* [Aufgabenstellung] Erkläre anhand des Kongressberichts, warum jedermann eine Musikschule eröffnen und betreiben kann.

* [Textauszug]
▬▬▬▬▬▬
Von einem, der auszog das Klavierspielen zu lernen

Eindrücke vom VdM-Kongress „Musikschule mit Vergnügen! Das Unterhaltende in der Musik“ · Von Andreas Bomba

„Können Sie für die nmz vom Musikschulkongress berichten?“ Kann ich, wenn auch – zunächst – mit wenig Begeisterung. Vor mir selbst aus wäre ich nicht auf die Idee gekommen. Dröge Sitzungen, rituelle Forderungen, schneidige Resolutionen, das Schmoren im eigenen Saft – man ist die Musikverbandsarbeit allmählich leid. Kein Wunder, dass solche Themen in „den Medien“ wenig attraktiv sind, auch die Verbände selbst bemühen sich nicht, Journalisten entsprechend zu päppeln. Lieber jammern sie über geringe öffentliche Resonanz ihrer ach so wichtigen Arbeit. Große Orchester, potente Wettbewerbe oder ehrgeizige Festivals stellen sich da schon geschickter an und nehmen die Presse einfach mit auf die Reise – schön für die Kollegen und eine Garantie für gute und ausführliche Kritiken...

Hausmusik: Autor Andreas Bomba mit seiner Tochter. Foto: Bomba

Was weiß ich über Musikschulen? Ein markiges Wort unseres markigen Innenministers kommt mir in den Sinn: „Wer Musikschulen schließt, schadet der inneren Sicherheit“, ausgesprochen beim vergangenen Musikschulkongress in Leipzig. Warum gibt es für Musik eigentlich gesonderte Schulen, ähnlich dem Autofahren, aber anders als für Geschichte oder Mathematik (gut, hier wuchert der staatlich unkontrollierte Nachhilfemarkt!). Es gibt ziemlich viele Musikschulen in Deutschland, ungefähr tausend, oft in Vereinsform geführt, von Städten, Kreisen und Gemeinden finanziert. Der Begriff ist aber gesetzlich nicht geschützt, eine Musikschule kann jedermann eröffnen und betreiben. Musikstudenten (oder auch verhinderte Solisten oder nicht eingestellte Musiklehrer) halten sich hier als Lehrkräfte mit Hungerlöhnen über Wasser. Die Elternbeiträge sind bisweilen zu hoch, eine Stadt wie Frankfurt stattet ihre Musikschule finanziell nur schäbig aus, auch über den Standort wird ständig diskutiert. Meine Kinder haben sehr unterschiedliche Erfahrungen hier gemacht, große Lust am Musizieren ist nicht herausgesprungen dabei. Aber ich kenne durchaus auch andere, positive Beispiele. Manchmal präsentieren sich Musikschulen mit Konzerten und Aktionen in der Öffentlichkeit. Es gibt Eifersüchteleien zwischen Musikschulen und Privat-Musikerziehern. Ensembles von Musikschulen setzen, jedenfalls in einigen Kategorien, Maßstäbe beim Deutschen Orchesterwettbewerb. Im Herbst vergangenen Jahres hatte ich den Vorsitzenden des Landesverbandes Hessen im VdM (Verband deutscher Musikschulen) zu Gast in meiner Sendung „Musikszene Hessen“ (gibt’s jeden Samstag ab 15.15 Uhr in HR 2 Kultur!), zuvor hatte man mich gebeten, eine Podiumsdiskussion zu leiten, bei der es um die Folgen von PISA ging. Der Geist Hans-Günter Bastians schwebt über solchen Veranstaltungen: Musik und Musikerziehung ist das Allheilmittel für eine kranke Gesellschaft – nur weiß es außer den Musikern und Musikerziehern eben niemand oder will es jedenfalls nicht wahrhaben. Der von Politikern reflexartig beschworene Segen der Ganztagsschule kann sich auch ins Gegenteil verkehren: Wo bleiben Sportvereine, Musikschulen und sonstige Jugendarbeit, wenn die Klientel künftig bis abends in den Schulen verwahrt wird?
▬▬▬▬▬▬
* [Gespeicherte Daten]

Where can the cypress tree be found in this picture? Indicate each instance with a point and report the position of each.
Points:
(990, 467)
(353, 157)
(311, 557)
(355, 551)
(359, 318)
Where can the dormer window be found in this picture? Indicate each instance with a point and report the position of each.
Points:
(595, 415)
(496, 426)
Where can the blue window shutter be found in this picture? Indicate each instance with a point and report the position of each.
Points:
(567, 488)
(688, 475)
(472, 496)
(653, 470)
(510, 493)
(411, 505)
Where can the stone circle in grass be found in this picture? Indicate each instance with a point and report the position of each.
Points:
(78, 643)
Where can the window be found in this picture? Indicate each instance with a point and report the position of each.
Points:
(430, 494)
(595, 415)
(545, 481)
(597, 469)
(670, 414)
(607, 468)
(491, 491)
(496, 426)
▬▬▬▬▬▬
* [Lösung] Der Begriff „Musikschule“ ist gesetzlich nicht geschützt, deshalb kann jedermann eine Musikschule eröffnen und betreiben.